DATA SUPPLIED
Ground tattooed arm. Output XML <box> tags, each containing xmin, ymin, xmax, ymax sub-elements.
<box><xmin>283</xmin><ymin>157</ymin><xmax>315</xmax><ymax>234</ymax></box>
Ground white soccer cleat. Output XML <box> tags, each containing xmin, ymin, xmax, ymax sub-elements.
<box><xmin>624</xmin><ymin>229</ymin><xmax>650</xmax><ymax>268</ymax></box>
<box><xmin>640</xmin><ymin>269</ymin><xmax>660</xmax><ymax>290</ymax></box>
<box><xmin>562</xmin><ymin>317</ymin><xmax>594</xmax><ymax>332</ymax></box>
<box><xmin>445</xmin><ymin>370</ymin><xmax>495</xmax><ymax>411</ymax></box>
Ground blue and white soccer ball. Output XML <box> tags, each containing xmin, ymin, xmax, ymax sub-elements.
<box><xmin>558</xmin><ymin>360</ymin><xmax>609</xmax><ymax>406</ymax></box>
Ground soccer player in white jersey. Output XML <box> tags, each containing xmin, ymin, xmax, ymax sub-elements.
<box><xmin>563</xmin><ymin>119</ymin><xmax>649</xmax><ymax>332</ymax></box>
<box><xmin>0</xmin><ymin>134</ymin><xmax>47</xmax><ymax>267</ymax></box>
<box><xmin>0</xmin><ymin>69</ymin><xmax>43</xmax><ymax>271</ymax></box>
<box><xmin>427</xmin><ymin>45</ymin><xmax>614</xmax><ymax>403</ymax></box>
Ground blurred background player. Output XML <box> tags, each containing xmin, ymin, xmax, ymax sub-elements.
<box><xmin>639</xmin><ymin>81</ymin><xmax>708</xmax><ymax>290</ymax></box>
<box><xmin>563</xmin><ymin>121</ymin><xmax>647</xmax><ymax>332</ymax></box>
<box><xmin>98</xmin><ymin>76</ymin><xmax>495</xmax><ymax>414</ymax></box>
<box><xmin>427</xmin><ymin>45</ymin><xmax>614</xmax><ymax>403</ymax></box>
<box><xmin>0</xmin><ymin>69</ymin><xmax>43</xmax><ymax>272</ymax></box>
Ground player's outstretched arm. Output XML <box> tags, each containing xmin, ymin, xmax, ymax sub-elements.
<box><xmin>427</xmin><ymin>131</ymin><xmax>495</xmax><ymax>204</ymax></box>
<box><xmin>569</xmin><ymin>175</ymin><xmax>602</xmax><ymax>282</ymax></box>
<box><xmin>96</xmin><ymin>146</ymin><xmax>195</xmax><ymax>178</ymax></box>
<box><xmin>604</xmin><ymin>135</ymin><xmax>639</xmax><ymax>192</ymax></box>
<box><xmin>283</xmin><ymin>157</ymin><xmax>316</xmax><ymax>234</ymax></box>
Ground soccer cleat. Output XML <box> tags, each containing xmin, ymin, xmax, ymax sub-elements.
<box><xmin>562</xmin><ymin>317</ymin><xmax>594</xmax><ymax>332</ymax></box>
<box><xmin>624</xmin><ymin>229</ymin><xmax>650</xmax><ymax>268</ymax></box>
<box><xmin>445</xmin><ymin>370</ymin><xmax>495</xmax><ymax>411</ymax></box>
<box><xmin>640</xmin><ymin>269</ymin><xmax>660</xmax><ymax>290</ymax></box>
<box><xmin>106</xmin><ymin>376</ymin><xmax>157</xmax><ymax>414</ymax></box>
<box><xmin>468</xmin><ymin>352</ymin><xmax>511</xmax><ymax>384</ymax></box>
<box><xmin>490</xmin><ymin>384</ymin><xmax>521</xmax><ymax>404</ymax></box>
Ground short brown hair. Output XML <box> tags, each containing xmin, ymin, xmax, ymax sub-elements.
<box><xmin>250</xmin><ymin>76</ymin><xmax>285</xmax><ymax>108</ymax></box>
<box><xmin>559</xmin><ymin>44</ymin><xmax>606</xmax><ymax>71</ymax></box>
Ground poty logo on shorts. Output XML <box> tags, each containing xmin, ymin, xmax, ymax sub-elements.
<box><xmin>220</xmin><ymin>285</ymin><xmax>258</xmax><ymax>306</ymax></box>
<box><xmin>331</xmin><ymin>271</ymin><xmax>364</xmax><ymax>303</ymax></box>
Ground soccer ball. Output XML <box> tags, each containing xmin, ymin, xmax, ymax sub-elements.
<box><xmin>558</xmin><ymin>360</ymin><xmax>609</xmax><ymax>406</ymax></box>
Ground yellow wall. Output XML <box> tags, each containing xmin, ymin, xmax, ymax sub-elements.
* * *
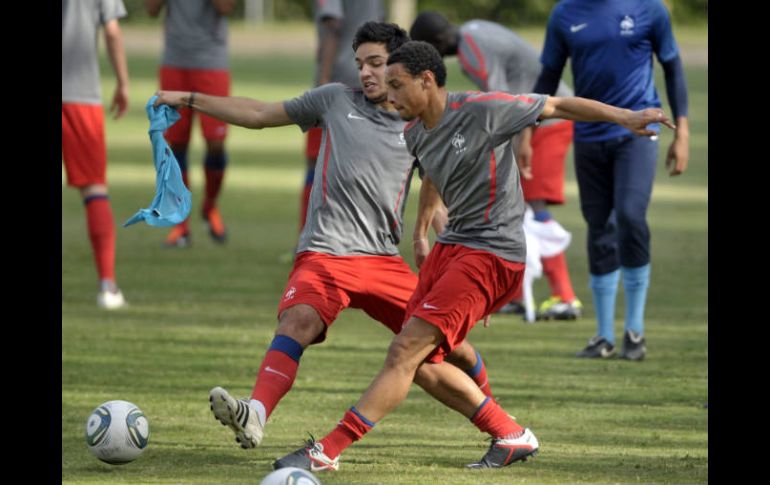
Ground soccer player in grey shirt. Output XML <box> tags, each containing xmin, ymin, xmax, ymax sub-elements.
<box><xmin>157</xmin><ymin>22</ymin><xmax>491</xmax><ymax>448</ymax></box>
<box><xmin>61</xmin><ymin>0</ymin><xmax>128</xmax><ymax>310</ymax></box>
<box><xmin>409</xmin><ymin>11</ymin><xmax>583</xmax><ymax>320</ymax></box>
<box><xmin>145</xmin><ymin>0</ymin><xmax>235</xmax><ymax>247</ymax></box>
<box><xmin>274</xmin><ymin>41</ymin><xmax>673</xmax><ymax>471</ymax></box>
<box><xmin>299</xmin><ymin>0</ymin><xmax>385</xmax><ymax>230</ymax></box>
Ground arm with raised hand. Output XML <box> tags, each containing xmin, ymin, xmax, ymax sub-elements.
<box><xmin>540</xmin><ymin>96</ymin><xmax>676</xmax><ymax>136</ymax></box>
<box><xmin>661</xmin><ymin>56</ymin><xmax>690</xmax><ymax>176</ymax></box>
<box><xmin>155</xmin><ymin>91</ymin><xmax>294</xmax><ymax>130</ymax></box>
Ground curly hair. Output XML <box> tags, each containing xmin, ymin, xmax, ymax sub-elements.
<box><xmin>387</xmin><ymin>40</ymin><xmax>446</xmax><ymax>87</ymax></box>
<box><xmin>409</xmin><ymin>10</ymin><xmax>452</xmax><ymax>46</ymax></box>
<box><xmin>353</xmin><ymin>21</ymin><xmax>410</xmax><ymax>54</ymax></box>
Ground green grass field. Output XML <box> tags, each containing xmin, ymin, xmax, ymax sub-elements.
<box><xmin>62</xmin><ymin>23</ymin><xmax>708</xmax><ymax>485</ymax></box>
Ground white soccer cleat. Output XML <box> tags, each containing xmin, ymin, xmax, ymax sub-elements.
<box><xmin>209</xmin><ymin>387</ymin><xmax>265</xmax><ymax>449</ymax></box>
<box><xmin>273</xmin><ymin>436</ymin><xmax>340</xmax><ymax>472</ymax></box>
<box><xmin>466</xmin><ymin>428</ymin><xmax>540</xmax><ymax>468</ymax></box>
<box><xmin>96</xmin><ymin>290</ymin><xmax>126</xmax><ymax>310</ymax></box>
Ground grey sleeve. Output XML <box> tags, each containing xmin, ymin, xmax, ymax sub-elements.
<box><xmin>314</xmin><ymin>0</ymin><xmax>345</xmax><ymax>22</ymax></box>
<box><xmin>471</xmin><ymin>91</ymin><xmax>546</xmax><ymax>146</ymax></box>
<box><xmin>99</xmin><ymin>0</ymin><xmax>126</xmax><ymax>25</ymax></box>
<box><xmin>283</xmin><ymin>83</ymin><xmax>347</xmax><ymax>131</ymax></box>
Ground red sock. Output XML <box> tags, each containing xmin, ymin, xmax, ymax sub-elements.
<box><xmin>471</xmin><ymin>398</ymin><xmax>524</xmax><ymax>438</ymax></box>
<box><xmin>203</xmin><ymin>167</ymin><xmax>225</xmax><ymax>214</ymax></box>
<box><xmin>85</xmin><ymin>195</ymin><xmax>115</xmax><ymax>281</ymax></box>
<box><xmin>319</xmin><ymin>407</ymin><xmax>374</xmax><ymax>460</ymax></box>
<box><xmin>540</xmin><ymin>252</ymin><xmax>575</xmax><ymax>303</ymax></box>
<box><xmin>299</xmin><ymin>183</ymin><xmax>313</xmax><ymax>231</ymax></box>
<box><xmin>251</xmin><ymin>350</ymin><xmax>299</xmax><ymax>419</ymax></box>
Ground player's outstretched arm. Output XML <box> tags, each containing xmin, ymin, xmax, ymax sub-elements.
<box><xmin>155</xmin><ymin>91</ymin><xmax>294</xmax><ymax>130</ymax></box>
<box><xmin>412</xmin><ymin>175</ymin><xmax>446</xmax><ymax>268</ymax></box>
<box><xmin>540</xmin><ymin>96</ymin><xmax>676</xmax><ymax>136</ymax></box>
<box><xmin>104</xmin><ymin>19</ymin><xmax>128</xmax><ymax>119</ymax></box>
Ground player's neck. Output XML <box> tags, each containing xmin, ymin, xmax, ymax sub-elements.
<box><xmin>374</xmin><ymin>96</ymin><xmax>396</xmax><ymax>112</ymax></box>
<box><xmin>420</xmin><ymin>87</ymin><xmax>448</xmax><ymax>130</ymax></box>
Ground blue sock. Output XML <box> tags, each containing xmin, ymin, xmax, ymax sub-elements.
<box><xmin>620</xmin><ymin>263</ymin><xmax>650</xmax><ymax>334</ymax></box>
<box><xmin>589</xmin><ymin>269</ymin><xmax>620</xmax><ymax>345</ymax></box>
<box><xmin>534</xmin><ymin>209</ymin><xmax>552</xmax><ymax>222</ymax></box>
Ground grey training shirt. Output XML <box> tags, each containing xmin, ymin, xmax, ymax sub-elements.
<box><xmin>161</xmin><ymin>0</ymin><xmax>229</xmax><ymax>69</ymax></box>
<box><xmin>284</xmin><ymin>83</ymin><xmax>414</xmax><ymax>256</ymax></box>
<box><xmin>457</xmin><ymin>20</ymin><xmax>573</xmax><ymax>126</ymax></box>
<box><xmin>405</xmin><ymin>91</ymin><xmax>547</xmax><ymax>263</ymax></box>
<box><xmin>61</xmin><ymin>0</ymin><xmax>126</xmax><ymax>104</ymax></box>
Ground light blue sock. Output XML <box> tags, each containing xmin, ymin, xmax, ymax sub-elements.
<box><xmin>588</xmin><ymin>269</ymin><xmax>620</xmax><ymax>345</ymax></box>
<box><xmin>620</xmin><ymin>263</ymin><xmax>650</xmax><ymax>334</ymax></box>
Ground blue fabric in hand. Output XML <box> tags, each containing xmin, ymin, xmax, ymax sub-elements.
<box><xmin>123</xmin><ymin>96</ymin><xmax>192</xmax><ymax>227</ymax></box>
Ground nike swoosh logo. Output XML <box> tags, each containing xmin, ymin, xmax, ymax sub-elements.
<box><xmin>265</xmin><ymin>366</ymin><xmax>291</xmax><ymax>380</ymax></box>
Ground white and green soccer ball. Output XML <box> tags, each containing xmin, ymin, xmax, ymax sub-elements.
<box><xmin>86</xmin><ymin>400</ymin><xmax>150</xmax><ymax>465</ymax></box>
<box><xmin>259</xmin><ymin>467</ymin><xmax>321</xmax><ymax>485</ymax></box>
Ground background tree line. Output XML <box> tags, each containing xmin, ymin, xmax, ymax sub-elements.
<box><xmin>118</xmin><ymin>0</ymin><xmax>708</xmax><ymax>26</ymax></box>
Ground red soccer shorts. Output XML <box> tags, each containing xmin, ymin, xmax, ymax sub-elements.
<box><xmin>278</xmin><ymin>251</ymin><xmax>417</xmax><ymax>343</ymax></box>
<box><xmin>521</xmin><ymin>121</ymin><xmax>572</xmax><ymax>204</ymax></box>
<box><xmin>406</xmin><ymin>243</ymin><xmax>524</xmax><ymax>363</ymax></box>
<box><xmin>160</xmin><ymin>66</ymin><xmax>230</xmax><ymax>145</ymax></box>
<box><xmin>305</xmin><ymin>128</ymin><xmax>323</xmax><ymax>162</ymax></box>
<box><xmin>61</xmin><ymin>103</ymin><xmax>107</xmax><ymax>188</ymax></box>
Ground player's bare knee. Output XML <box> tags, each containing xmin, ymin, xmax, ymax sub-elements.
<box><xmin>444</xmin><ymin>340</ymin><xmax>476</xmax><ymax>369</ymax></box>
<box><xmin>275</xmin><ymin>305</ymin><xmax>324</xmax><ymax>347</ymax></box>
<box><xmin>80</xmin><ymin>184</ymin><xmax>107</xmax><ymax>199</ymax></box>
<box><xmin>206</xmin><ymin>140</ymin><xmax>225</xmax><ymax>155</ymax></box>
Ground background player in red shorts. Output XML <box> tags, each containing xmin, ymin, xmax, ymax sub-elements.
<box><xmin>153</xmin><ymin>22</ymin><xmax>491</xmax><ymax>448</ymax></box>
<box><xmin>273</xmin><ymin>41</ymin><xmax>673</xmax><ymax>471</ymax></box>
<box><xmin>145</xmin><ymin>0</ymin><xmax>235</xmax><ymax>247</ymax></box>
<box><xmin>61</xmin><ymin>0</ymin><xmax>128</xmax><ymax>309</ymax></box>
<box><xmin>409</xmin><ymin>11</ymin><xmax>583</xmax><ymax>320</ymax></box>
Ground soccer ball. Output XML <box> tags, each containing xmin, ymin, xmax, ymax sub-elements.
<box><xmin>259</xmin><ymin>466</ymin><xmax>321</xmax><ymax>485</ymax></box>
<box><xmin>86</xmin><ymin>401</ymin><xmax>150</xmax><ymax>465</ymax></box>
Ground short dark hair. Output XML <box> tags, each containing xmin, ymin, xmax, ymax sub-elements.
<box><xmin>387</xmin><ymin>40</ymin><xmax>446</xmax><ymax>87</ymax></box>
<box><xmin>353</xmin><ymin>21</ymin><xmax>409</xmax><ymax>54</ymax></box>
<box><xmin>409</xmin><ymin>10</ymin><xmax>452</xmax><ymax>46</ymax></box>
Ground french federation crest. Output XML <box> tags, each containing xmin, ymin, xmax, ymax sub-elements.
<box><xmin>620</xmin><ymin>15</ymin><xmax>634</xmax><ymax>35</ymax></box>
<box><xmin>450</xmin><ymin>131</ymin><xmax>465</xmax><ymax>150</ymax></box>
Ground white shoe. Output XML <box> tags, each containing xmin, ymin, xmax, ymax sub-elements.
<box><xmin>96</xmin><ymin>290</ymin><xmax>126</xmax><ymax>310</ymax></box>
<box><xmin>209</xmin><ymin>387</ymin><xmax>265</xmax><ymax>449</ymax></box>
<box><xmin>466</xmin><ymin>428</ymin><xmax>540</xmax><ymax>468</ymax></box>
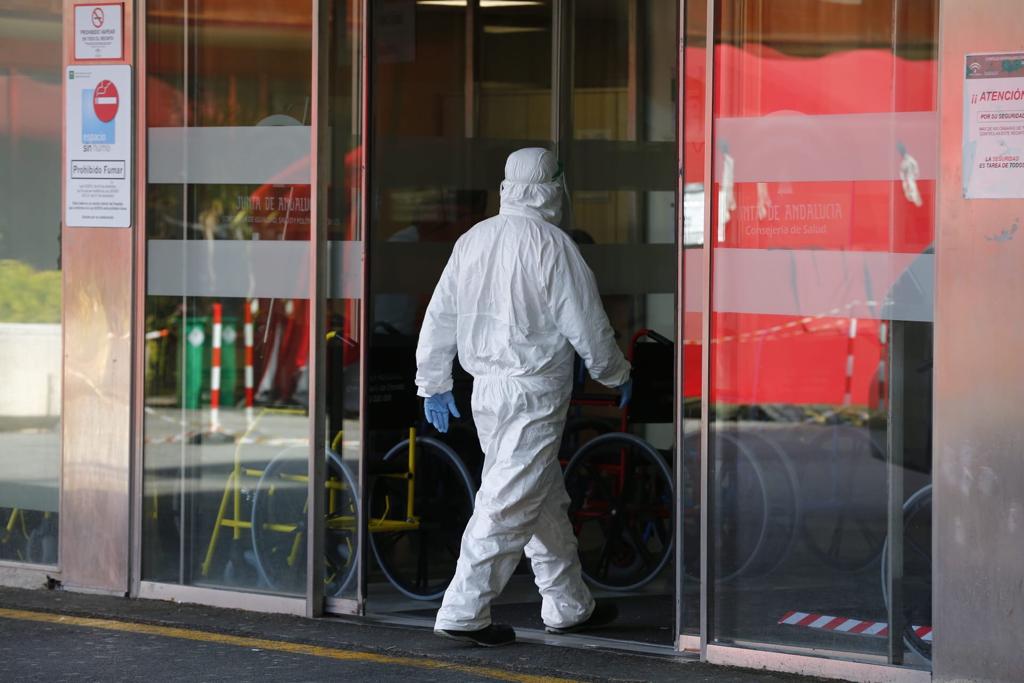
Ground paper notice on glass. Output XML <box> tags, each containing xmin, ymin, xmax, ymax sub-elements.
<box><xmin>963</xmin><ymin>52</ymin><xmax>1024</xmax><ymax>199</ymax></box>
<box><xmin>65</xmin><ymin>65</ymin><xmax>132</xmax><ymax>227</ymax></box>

WRITTEN EXERCISE
Report how many lines of the items above contain the word "shirt". Case counts. Give only the number.

ANSWER
2